### WRITTEN INSTRUCTION
List every line in the entries below that contains the word "instance", treating case as significant.
— START OF DATA PROVIDED —
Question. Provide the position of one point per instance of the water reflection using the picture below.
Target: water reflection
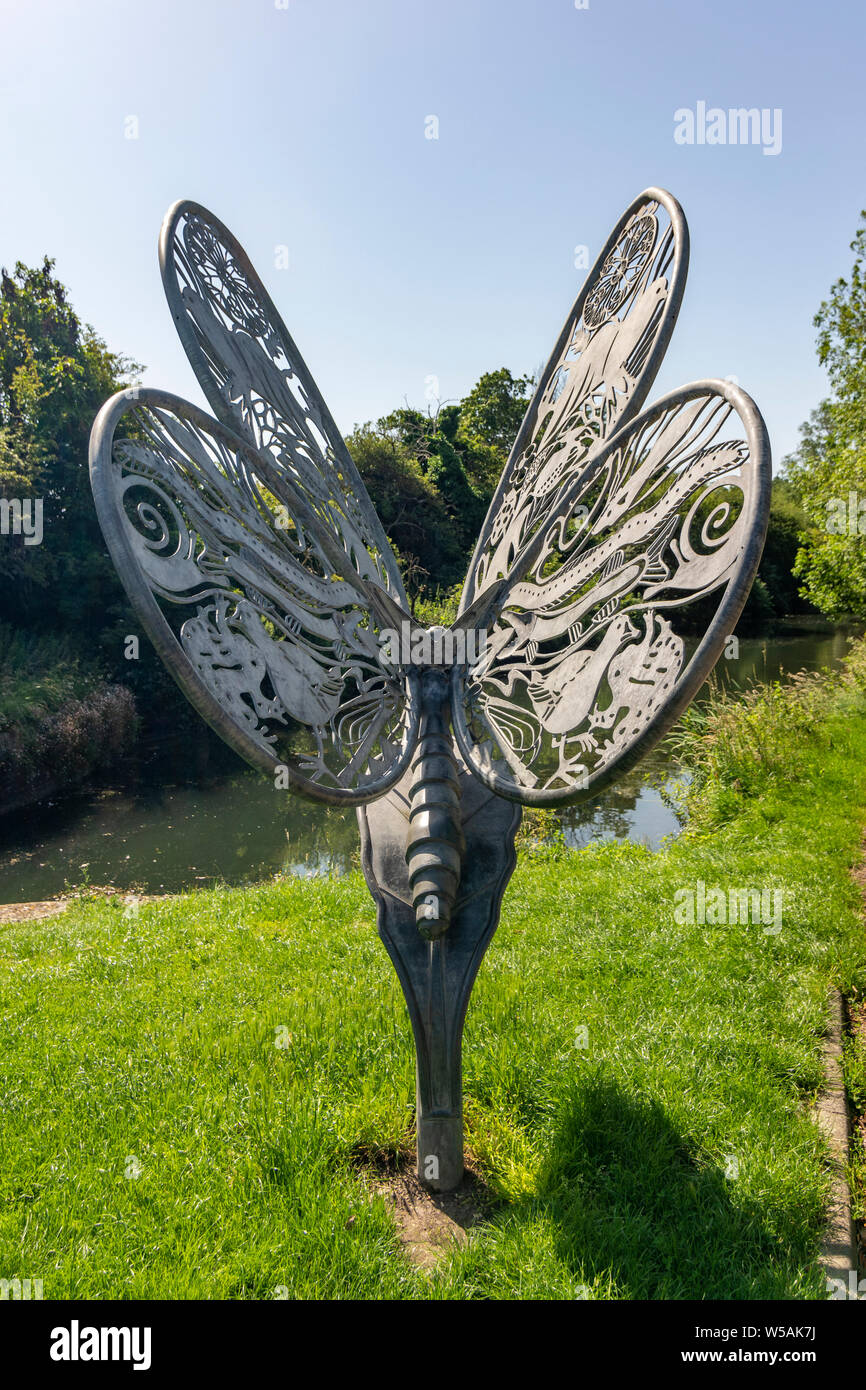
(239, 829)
— END OF DATA PROVIDED —
— START OF DATA PROVIDED —
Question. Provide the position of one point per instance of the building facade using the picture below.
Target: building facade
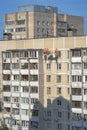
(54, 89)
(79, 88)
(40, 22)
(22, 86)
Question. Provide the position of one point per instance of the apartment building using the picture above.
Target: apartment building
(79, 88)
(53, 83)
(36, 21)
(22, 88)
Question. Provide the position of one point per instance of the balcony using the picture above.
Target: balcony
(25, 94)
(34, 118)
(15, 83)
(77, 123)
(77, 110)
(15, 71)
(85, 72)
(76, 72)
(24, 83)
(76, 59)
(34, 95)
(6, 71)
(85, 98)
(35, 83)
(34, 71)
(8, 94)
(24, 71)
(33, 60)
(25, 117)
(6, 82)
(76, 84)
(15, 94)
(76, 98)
— END OF DATA PROVIDED —
### ANSWER IN FULL
Question. Provide the position of one point per instance of the water reflection using the picture below.
Question. Provide the position of one point per instance of the building facade using the picture below.
Question. Provide the position of one point per instance of the apartment building using the picture above.
Question. Provide the position of one point per instance of the balcony using the picture above.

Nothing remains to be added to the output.